EXTRAIT DU TEXTE:

::::

Tous, non; ce serait impossible.

- « Vous voyez donc bien que vous commettriez des assassinats inutiles. >>

Le sang-froid de Mamiani calma tout à

coup

l'exaltation fébrile du tribun qui eût arrosé de sang la ville que le père Gavazzi lui avait naguère confiée.

Cependant les délibérations de la réunion centrale se poursuivent dans l'immense salle du cercle des commerçants. L'état-major et les principaux officiers de la garde civique assistent à cette séance fatalement solennelle. Ainsi que Ciceruacchio et ses acolytes, les membres du cercle populaire, en armes, ont remplacé par les couleurs vertes, blanches et rouges la médaille de Pie IX et les couleurs jaunes et blanches qui pavoisaient leurs poitrines; de temps en temps ils font entendre de sourds murmures et prononcent de lugubres menaces contre la vie des cardinaux. Mamiani et Sterbini siégent aux côtés d'Orioli appelé par acclamation au fauteuil de la présidence. Une population immense, inquiète et sombre se presse dans toute la longueur du Corsa, depuis la Porte du Peuple jusqu'à la Place de Venise. En ce moment critique Fiorentino demande la parole, et par une brillante improvisation, qui dura près d'une heure, il rallie toutes les oppositions.

::::

DONNÉES FOURNIES:
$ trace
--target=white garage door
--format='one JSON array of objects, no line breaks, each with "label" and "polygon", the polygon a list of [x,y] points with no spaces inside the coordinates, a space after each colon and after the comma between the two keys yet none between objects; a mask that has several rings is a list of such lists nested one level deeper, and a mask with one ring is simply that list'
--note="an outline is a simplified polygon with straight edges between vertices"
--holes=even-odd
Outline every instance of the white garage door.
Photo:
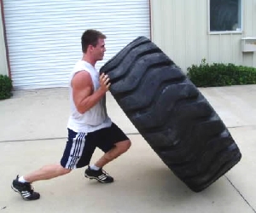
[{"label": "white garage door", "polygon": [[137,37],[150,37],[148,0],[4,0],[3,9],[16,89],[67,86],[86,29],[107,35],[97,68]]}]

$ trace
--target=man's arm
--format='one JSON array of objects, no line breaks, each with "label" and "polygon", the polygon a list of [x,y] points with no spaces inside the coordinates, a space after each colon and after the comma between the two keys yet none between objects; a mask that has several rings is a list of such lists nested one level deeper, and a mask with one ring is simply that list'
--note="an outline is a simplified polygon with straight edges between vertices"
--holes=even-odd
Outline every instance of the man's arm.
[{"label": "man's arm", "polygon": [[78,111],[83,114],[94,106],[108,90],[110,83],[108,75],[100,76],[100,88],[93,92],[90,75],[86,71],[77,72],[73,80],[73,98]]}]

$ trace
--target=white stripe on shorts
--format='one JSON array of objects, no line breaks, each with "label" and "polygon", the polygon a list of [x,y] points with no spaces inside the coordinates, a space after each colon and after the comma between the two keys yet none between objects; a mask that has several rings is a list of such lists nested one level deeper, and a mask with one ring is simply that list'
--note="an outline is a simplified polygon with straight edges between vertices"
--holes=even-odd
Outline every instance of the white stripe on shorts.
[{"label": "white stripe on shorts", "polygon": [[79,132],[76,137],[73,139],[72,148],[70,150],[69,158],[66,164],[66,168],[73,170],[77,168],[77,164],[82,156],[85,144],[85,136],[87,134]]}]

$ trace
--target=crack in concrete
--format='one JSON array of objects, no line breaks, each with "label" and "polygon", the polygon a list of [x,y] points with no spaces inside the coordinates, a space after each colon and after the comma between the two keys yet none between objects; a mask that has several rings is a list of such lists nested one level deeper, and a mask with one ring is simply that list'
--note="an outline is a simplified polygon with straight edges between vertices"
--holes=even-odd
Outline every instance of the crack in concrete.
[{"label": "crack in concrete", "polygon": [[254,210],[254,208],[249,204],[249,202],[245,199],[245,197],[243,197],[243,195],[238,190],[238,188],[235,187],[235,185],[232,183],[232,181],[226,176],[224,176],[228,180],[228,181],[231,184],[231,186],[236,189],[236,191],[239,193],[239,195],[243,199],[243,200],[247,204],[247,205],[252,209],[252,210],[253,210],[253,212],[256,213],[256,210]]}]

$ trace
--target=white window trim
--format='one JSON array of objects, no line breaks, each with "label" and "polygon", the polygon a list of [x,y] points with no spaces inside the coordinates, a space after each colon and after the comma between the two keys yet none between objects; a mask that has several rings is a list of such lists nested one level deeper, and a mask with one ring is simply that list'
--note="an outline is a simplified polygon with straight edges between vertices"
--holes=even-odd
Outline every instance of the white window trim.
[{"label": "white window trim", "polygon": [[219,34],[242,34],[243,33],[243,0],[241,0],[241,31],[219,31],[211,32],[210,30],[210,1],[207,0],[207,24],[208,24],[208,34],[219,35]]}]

::::

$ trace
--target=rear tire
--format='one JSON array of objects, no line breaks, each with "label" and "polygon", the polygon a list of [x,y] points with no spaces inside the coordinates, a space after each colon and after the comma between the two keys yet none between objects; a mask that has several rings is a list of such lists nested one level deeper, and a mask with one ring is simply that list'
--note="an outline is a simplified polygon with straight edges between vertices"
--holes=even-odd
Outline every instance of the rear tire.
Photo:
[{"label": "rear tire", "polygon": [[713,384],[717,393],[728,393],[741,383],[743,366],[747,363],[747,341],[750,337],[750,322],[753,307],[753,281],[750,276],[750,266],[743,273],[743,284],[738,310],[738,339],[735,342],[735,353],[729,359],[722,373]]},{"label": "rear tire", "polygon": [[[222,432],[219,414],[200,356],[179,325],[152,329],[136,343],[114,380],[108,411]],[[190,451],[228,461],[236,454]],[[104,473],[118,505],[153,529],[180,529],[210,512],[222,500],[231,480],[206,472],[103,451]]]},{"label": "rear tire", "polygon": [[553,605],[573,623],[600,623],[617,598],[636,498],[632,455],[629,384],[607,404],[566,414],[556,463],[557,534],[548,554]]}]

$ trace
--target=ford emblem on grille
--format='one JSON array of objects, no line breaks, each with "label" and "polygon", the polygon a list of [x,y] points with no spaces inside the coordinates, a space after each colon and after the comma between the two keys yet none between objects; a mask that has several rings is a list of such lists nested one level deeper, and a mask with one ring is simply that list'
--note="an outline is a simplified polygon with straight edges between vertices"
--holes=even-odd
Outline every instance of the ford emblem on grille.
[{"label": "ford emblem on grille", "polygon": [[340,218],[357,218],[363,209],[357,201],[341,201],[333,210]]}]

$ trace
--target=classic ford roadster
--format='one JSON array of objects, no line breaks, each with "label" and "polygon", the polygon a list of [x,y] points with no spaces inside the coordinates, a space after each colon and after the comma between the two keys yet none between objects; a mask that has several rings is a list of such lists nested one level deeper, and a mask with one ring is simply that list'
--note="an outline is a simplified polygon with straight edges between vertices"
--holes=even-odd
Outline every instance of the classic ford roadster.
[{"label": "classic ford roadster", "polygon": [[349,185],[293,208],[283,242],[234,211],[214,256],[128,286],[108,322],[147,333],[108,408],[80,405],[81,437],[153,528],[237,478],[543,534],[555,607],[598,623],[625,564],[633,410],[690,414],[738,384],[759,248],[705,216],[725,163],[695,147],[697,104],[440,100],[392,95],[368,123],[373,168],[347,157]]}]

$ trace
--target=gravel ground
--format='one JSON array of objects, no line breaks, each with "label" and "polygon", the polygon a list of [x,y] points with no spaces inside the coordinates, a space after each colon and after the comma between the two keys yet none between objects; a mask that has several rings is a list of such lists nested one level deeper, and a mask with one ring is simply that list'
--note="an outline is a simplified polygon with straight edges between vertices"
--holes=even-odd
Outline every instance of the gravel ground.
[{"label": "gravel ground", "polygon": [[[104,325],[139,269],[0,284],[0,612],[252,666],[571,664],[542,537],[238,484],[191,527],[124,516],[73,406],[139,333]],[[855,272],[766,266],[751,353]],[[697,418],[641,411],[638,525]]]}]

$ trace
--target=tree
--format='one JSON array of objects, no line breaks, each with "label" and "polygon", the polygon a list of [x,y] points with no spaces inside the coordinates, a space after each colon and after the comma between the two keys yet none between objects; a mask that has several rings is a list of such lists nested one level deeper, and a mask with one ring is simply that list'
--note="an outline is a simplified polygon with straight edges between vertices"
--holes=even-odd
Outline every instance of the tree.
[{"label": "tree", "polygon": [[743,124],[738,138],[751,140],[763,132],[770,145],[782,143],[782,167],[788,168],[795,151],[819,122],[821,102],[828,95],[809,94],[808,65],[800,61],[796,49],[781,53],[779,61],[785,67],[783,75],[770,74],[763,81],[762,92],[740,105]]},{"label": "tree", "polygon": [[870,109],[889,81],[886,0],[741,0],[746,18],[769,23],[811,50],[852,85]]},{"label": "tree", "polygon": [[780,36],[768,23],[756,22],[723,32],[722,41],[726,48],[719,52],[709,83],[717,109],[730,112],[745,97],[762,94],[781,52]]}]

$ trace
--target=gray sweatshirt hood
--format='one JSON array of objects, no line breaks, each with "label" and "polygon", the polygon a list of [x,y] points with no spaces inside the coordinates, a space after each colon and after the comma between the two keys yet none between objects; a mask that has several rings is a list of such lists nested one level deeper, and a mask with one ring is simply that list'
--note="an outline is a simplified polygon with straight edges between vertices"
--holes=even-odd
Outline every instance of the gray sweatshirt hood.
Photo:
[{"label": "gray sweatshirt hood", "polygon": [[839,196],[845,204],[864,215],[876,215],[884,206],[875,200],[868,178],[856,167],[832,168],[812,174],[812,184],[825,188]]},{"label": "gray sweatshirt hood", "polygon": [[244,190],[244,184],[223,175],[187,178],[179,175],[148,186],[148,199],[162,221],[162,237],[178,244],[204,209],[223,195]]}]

::::

TRAVAIL À RÉALISER:
1. D'après l'extrait sur la réunion du cercle des commerçants, combien de temps dura l'improvisation de Fiorentino ?
2. Recopiez à l'identique le passage de l'extrait sur la réunion du cercle des commerçants qui s'ouvre sur les mots contenant « Tous, non; ce » et se clôt sur « avait naguère confiée. ».

CORRIGÉS DÉTAILLÉS:
1. Elle dura près d'une heure.

2.
Tous, non; ce serait impossible.

- « Vous voyez donc bien que vous commettriez des assassinats inutiles. >>

Le sang-froid de Mamiani calma tout à

coup

l'exaltation fébrile du tribun qui eût arrosé de sang la ville que le père Gavazzi lui avait naguère confiée.